Task prompt –
Each entry must appear in the answer exactly as given.

[Data items]

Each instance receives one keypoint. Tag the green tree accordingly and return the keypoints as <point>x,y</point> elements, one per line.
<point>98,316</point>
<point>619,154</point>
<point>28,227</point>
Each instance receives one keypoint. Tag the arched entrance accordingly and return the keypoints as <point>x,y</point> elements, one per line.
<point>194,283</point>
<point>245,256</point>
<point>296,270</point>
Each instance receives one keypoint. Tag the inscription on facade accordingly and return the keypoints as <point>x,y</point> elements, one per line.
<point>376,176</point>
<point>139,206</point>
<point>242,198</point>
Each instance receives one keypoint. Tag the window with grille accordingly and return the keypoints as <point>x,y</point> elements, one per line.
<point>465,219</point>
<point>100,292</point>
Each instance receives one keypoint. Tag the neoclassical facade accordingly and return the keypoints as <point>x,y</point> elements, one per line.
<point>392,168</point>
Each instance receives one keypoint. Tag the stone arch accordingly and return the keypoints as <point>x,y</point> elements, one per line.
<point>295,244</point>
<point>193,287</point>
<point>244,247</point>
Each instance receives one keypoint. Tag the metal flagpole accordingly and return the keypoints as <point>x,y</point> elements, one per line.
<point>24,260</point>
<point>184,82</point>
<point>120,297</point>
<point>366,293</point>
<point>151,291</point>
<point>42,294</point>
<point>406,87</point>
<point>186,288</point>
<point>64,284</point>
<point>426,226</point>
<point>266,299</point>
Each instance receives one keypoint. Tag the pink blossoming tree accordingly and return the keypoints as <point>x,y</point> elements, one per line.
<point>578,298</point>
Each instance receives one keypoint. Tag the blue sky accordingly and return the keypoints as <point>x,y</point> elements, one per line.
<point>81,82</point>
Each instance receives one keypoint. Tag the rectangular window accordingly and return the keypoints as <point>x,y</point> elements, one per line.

Answer section –
Each instance receives one keypoint. Tag the green tree accordingly and return the keypoints as <point>x,y</point> elements, one per line.
<point>98,316</point>
<point>619,154</point>
<point>28,227</point>
Each instance receives one keypoint. Tag the arched entrance accordingly and return the keypoints as <point>x,y</point> elements, one per line.
<point>194,283</point>
<point>245,256</point>
<point>296,270</point>
Each instance receives one keypoint. Tag the inscription on facade accordingly and return the keypoints as <point>x,y</point> elements, one per line.
<point>376,176</point>
<point>139,206</point>
<point>242,198</point>
Each instance receives one keypoint. Tag the window with grille accordingly and return the keypoints as <point>x,y</point> elements, one per line.
<point>465,219</point>
<point>100,292</point>
Each instance receives one keypoint. Tag the neoclassical facade accordingly and return the keypoints as <point>x,y</point> elements, one per line.
<point>392,168</point>
Each instance receives one keypoint. Tag the stone arch accordingly and return the keypoints as <point>x,y</point> elements, one per line.
<point>295,244</point>
<point>193,287</point>
<point>244,247</point>
Each instance receives one keypoint. Tag the metal flagpole accordingly and return the keypoints as <point>x,y</point> elements, one per line.
<point>24,260</point>
<point>184,82</point>
<point>120,297</point>
<point>366,293</point>
<point>151,291</point>
<point>42,294</point>
<point>406,87</point>
<point>186,288</point>
<point>64,284</point>
<point>426,226</point>
<point>266,299</point>
Each instance receives one keypoint. Tag the pink blossoming tree accordingly and return the keypoints as <point>x,y</point> elements, one per line.
<point>578,298</point>
Each instance receives one keypoint. Tag the blue sky accordingly and return the keypoints as <point>x,y</point> elements, one per line.
<point>81,82</point>
Each instance receives one keypoint. Tag the rectangular window accordingly and return the keypoints as <point>x,y</point> elements, one per line.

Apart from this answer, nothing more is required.